Given instruction: Quote the lines in the records below word for word, starting at the line that contains "Report one point per instance of the night" and stopping after the line that contains "[[67, 1073]]".

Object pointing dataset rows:
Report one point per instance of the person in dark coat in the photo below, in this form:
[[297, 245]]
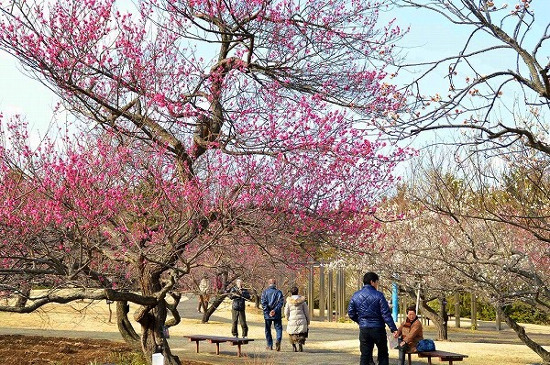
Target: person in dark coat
[[239, 296], [369, 308], [272, 304]]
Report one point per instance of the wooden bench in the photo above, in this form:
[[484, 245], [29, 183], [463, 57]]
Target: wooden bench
[[442, 355], [219, 339]]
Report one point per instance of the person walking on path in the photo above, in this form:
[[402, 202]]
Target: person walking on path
[[297, 314], [239, 295], [369, 308], [411, 333], [272, 304]]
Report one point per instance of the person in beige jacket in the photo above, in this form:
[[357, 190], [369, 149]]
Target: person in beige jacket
[[410, 333], [297, 314]]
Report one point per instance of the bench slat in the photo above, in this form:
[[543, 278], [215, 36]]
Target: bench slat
[[219, 339]]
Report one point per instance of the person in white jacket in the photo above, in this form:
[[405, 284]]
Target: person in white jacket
[[297, 314]]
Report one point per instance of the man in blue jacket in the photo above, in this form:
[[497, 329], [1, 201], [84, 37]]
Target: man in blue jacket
[[272, 304], [369, 308]]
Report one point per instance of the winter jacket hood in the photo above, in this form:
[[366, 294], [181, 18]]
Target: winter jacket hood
[[272, 299], [369, 308]]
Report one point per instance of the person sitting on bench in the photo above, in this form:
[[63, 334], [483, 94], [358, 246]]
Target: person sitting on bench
[[409, 334]]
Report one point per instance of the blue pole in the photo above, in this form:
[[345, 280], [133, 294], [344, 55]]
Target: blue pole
[[395, 301]]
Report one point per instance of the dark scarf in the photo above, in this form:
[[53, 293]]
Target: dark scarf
[[409, 323]]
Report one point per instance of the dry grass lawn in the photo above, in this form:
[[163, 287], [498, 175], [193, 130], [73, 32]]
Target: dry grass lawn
[[483, 347]]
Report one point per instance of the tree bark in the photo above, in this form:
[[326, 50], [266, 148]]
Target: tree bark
[[125, 327], [153, 318]]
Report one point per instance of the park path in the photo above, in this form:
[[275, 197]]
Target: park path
[[328, 343]]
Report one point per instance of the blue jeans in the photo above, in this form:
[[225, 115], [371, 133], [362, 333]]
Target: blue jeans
[[278, 324], [368, 337]]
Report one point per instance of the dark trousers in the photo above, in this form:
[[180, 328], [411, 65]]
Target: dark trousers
[[239, 316], [278, 324], [368, 337]]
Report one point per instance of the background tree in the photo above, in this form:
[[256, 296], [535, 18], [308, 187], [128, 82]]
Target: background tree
[[495, 81], [490, 234], [242, 109]]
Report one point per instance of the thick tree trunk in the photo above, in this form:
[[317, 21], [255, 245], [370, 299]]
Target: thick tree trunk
[[153, 319], [520, 331], [125, 327]]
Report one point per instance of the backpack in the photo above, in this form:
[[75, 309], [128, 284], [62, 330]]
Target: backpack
[[425, 345]]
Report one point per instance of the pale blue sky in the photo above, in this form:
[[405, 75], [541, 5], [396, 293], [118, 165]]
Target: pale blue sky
[[430, 37]]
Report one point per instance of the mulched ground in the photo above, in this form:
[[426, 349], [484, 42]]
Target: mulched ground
[[37, 350]]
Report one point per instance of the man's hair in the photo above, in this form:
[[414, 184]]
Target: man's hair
[[370, 276]]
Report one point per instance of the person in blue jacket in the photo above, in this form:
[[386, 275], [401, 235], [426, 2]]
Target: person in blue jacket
[[272, 304], [369, 308]]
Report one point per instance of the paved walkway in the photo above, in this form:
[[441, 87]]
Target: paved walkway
[[324, 345], [328, 343]]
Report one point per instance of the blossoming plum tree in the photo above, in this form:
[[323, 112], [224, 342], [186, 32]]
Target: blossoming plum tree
[[219, 119]]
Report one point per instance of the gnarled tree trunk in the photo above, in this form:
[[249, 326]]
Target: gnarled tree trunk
[[153, 319], [125, 328]]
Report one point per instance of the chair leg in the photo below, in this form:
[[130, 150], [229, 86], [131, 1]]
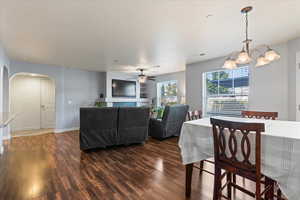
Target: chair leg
[[279, 197], [217, 183], [188, 179], [234, 178], [229, 179], [201, 166]]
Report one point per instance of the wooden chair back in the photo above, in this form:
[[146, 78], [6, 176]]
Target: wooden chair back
[[232, 148], [193, 115], [259, 115]]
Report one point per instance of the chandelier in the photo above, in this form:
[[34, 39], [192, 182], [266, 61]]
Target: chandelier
[[246, 56]]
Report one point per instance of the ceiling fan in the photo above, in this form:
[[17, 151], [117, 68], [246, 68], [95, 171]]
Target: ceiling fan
[[142, 77]]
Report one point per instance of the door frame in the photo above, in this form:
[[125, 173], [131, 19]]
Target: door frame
[[34, 75], [297, 86]]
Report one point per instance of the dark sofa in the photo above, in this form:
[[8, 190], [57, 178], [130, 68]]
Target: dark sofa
[[171, 122], [102, 127]]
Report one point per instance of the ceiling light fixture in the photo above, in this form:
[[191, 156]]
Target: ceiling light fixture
[[142, 77], [244, 56]]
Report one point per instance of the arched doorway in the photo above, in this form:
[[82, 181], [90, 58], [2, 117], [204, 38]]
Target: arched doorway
[[32, 100]]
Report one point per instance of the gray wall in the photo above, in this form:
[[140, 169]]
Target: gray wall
[[179, 76], [268, 84], [74, 88]]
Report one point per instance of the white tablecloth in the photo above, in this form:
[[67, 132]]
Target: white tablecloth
[[280, 149]]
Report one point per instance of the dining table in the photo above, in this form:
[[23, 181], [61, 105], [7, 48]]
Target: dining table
[[280, 150]]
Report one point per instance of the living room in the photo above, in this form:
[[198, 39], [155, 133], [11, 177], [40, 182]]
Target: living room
[[149, 100]]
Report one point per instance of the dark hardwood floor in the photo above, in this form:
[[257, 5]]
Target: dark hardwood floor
[[52, 166]]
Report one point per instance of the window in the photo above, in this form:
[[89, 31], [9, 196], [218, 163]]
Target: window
[[166, 93], [225, 92]]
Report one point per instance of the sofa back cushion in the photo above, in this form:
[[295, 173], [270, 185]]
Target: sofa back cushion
[[173, 118], [98, 127]]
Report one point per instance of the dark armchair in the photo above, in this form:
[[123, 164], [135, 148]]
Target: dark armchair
[[133, 124], [171, 122], [98, 127]]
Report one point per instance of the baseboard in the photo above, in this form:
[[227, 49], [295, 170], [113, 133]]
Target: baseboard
[[7, 137], [66, 130]]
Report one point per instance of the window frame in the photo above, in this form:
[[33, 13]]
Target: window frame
[[158, 90], [204, 88]]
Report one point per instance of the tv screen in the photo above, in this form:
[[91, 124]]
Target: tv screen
[[121, 88]]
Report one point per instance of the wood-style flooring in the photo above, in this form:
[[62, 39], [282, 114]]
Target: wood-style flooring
[[51, 166]]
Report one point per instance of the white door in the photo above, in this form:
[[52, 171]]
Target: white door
[[47, 103], [25, 103], [298, 85]]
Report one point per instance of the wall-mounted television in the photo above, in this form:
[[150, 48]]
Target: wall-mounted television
[[122, 88]]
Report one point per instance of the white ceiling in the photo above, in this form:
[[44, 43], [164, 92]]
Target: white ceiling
[[91, 34]]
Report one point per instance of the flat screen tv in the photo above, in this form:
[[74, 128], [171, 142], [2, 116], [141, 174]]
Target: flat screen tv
[[121, 88]]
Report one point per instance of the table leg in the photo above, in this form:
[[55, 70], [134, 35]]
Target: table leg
[[188, 179]]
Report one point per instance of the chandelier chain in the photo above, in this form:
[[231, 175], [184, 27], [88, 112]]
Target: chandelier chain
[[246, 26]]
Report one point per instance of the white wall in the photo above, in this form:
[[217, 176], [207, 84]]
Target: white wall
[[293, 49], [179, 76], [74, 88], [268, 84], [4, 61]]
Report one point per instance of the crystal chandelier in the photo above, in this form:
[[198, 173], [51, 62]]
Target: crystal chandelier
[[266, 56]]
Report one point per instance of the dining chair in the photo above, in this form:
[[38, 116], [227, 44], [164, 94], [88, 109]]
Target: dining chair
[[232, 153], [193, 115], [259, 114]]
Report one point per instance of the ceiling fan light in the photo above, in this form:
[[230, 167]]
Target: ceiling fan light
[[271, 55], [142, 79], [243, 58], [230, 64], [261, 61]]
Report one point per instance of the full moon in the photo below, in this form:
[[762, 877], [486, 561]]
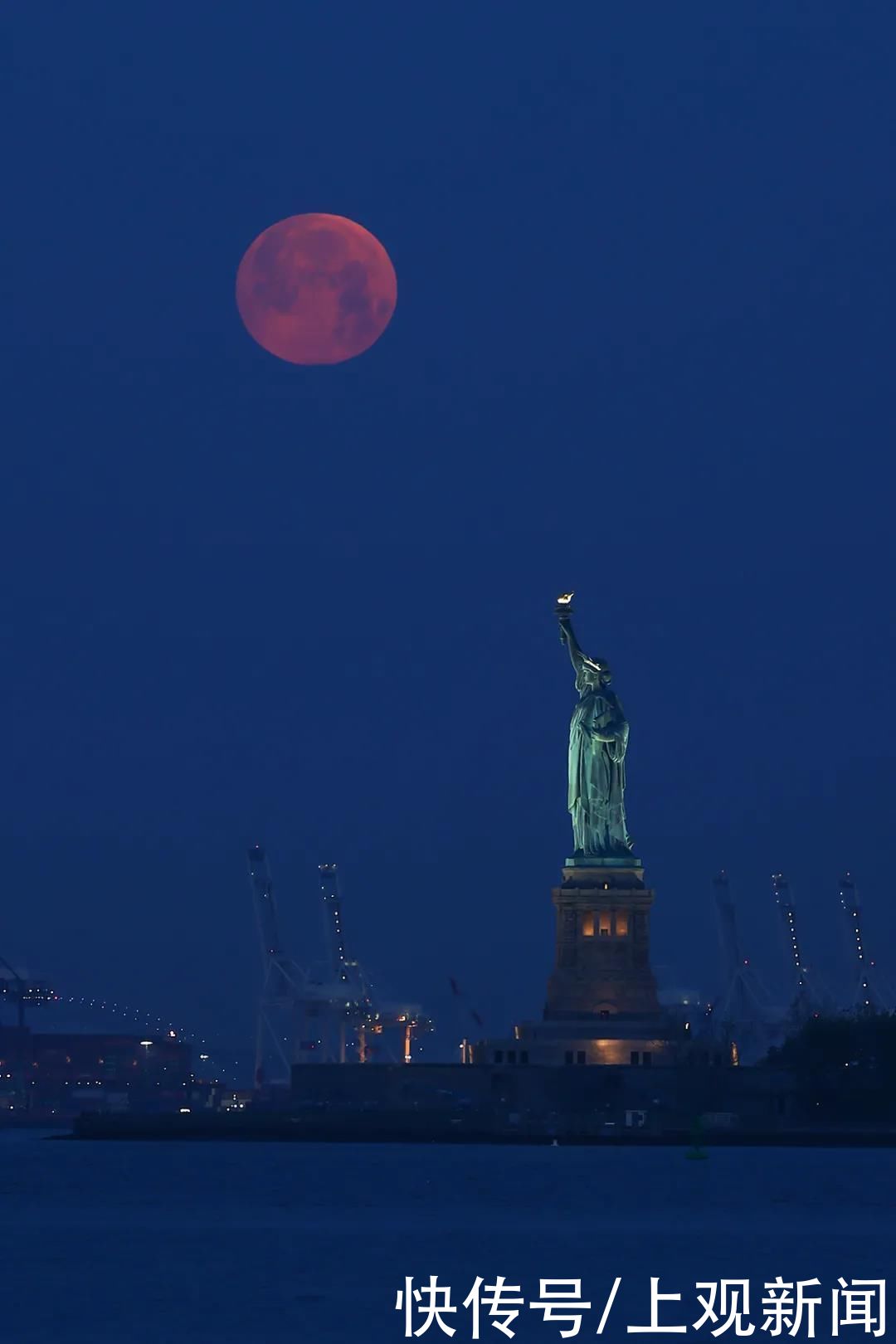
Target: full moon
[[316, 290]]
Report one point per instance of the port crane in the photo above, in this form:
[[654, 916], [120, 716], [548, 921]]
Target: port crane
[[868, 992], [358, 1007], [742, 1014], [807, 1001], [290, 1008]]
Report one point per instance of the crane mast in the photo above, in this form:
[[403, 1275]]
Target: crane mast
[[286, 999], [742, 1012], [868, 995], [806, 1001]]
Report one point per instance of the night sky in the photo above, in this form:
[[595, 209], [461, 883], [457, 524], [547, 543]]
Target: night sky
[[642, 348]]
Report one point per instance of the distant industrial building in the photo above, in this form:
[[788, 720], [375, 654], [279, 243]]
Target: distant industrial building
[[67, 1073]]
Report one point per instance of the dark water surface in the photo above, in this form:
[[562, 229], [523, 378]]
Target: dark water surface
[[273, 1242]]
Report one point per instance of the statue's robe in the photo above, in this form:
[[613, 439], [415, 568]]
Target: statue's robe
[[597, 774]]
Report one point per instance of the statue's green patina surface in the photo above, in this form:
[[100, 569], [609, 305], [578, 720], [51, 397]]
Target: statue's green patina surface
[[598, 741]]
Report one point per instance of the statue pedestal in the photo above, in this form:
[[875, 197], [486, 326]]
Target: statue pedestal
[[602, 1004], [602, 960]]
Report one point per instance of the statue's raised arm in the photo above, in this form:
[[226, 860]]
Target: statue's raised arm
[[564, 615], [598, 743]]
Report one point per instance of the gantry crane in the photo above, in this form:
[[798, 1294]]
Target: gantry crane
[[868, 992], [742, 1015], [356, 1006], [289, 1006], [807, 1001]]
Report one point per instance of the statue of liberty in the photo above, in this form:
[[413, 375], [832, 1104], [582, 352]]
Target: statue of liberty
[[598, 741]]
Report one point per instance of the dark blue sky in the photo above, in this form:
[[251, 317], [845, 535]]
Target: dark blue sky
[[642, 348]]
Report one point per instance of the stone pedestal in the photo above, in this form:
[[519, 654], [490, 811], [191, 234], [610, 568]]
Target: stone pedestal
[[602, 962]]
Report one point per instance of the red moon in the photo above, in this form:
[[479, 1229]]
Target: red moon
[[316, 290]]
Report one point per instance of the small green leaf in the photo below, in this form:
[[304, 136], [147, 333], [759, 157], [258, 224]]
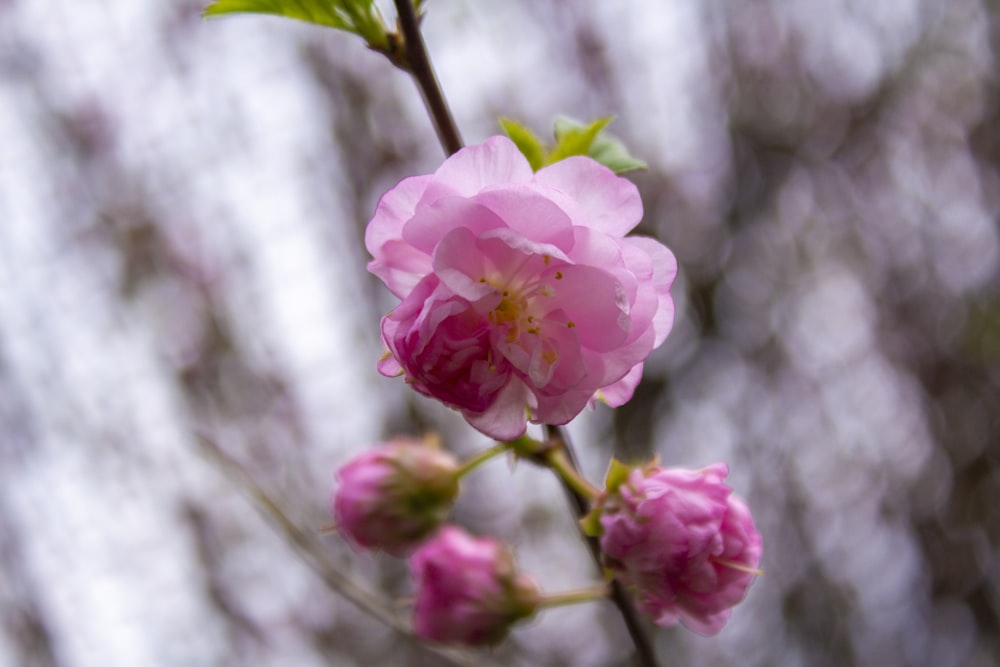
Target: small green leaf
[[526, 141], [572, 138], [618, 473], [590, 524], [361, 17], [611, 152]]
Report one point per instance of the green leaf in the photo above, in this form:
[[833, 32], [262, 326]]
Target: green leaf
[[361, 17], [590, 524], [611, 152], [526, 141], [573, 138], [618, 473]]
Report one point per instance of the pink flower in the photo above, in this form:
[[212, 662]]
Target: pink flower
[[521, 297], [468, 591], [395, 495], [685, 542]]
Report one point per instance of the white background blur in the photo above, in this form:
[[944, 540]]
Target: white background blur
[[182, 204]]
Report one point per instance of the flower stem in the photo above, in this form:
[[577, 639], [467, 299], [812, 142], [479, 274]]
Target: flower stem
[[558, 459], [575, 597], [419, 66], [645, 656], [476, 460]]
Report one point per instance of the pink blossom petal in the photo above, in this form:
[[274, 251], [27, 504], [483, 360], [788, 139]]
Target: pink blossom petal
[[528, 213], [594, 304], [430, 224], [664, 273], [620, 393], [496, 161], [394, 209], [594, 196], [506, 419]]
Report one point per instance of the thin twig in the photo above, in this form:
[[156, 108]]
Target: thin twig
[[645, 654], [419, 66], [314, 554]]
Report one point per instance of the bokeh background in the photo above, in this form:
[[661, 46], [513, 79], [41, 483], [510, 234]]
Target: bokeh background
[[182, 204]]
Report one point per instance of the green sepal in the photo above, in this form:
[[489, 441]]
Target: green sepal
[[361, 17], [573, 138], [618, 473], [526, 141], [590, 524], [611, 152], [526, 447]]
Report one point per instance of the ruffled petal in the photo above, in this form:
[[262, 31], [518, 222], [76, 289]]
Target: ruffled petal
[[593, 195]]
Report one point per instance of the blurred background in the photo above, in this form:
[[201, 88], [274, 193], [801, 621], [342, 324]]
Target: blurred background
[[186, 323]]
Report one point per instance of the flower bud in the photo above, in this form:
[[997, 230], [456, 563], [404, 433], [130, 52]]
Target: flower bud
[[684, 541], [394, 496], [468, 591]]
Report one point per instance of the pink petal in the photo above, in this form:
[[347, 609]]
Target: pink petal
[[400, 266], [620, 393], [664, 273], [496, 161], [529, 213], [506, 418], [593, 302], [593, 195], [432, 222]]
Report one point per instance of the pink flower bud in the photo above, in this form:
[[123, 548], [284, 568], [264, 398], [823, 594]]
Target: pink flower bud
[[684, 541], [468, 591], [394, 496]]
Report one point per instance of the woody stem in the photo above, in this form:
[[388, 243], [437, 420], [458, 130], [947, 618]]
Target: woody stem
[[645, 655]]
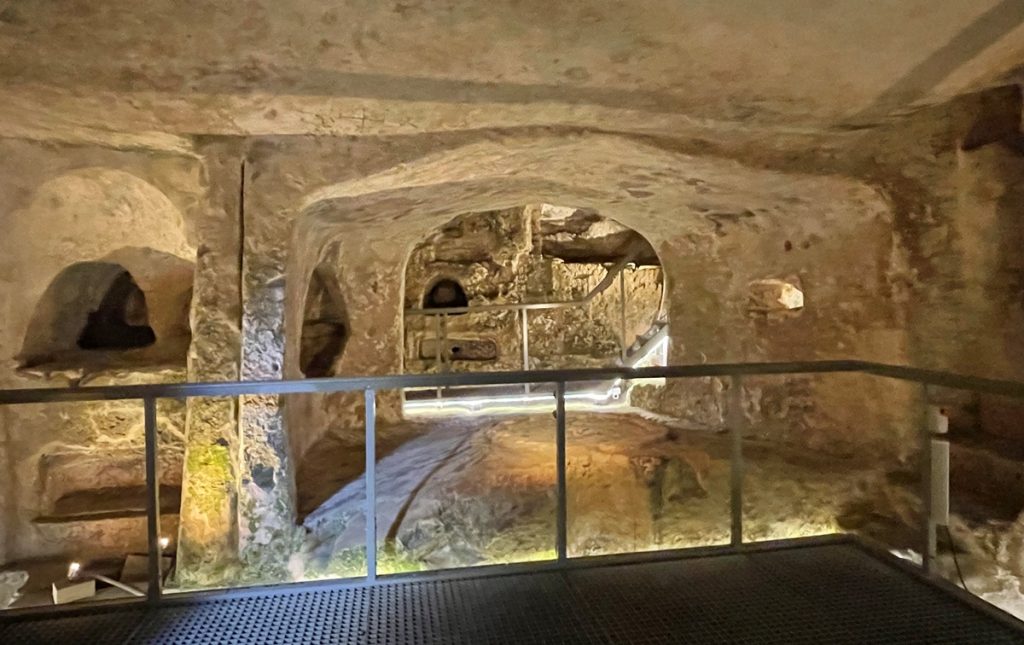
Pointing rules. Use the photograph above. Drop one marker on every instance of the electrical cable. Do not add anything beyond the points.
(952, 548)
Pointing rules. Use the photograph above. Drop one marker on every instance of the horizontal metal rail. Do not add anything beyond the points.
(372, 386)
(352, 384)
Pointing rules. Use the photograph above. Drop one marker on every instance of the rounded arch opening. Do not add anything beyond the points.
(445, 294)
(121, 320)
(325, 326)
(127, 310)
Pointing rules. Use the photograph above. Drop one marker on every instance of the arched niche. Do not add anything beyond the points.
(445, 294)
(127, 310)
(325, 326)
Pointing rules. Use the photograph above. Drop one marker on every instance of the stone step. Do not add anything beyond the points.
(112, 503)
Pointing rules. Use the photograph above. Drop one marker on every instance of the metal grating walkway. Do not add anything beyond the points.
(821, 594)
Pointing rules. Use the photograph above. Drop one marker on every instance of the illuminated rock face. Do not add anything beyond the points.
(793, 217)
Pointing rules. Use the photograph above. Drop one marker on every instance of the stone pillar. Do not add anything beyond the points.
(267, 532)
(208, 533)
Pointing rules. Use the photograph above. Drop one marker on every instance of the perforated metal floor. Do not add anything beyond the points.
(822, 594)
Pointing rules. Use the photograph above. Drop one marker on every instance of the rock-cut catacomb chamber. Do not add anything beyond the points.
(632, 189)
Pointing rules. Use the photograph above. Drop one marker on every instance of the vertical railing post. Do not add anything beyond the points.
(371, 474)
(154, 552)
(438, 342)
(561, 527)
(622, 311)
(929, 539)
(734, 417)
(524, 333)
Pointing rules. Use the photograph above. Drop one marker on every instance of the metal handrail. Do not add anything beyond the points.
(735, 420)
(350, 384)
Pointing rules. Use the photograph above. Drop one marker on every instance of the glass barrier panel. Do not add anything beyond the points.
(465, 477)
(327, 434)
(641, 474)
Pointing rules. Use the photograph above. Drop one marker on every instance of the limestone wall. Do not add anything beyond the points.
(60, 206)
(506, 265)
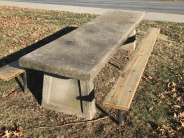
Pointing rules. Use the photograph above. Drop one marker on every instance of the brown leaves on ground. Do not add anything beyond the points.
(145, 77)
(165, 132)
(8, 132)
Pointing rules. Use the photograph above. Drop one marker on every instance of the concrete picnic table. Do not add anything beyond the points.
(71, 62)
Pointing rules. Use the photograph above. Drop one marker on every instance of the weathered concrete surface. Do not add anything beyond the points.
(82, 53)
(130, 43)
(69, 96)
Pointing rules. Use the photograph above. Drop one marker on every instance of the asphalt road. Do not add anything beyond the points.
(148, 6)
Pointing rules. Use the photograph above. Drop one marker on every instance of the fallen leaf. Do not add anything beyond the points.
(150, 78)
(172, 63)
(15, 94)
(181, 115)
(182, 123)
(174, 95)
(158, 79)
(36, 41)
(4, 95)
(151, 108)
(173, 84)
(173, 89)
(179, 98)
(175, 115)
(7, 134)
(176, 106)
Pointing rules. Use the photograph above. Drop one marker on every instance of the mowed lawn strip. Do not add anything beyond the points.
(156, 110)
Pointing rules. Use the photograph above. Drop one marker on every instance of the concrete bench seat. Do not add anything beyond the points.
(122, 93)
(71, 62)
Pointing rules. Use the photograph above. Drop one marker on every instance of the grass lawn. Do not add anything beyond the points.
(157, 109)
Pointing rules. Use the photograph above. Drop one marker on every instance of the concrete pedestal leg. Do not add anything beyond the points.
(68, 95)
(130, 44)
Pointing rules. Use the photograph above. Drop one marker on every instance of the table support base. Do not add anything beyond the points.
(68, 95)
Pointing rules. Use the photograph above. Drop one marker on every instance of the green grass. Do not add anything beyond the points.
(153, 112)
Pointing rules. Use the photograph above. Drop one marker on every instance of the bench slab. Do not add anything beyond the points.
(82, 53)
(11, 70)
(122, 93)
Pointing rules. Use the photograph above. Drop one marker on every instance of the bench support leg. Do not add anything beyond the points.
(69, 96)
(25, 81)
(120, 117)
(130, 43)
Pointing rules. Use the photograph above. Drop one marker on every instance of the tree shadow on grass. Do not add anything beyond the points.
(34, 77)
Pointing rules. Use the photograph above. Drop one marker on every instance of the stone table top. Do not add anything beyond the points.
(82, 53)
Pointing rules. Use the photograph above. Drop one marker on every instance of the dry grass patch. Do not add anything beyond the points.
(157, 108)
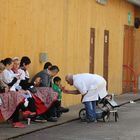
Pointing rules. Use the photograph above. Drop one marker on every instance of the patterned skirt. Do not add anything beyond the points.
(9, 102)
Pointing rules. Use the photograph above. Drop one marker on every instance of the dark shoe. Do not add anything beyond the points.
(64, 110)
(52, 119)
(91, 120)
(40, 119)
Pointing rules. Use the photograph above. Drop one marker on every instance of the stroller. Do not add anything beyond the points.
(104, 108)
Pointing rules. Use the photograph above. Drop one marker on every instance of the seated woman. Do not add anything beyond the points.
(10, 102)
(45, 86)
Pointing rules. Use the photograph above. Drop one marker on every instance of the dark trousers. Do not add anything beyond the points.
(31, 107)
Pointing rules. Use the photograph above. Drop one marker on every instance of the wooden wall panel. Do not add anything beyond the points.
(62, 29)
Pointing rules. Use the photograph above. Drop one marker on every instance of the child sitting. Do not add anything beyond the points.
(57, 87)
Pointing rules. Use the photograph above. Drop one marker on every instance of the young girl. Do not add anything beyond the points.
(10, 102)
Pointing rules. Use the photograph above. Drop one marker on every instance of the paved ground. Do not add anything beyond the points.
(128, 126)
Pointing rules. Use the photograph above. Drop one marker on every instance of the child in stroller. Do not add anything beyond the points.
(104, 107)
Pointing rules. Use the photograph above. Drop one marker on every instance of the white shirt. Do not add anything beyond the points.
(92, 86)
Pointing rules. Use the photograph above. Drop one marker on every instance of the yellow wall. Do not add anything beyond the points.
(62, 29)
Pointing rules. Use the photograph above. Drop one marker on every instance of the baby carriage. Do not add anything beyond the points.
(104, 108)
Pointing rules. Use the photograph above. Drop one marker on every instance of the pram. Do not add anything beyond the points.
(104, 108)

Result of the task:
Report one point per instance of the night sky in the photo above, in this form:
[[595, 209], [461, 883], [457, 524], [547, 543]]
Target: night sky
[[642, 348]]
Report one point per instance of the distant industrial building in the photo above, in this form:
[[788, 720], [375, 654], [279, 243]]
Target: distant industrial building
[[67, 1073]]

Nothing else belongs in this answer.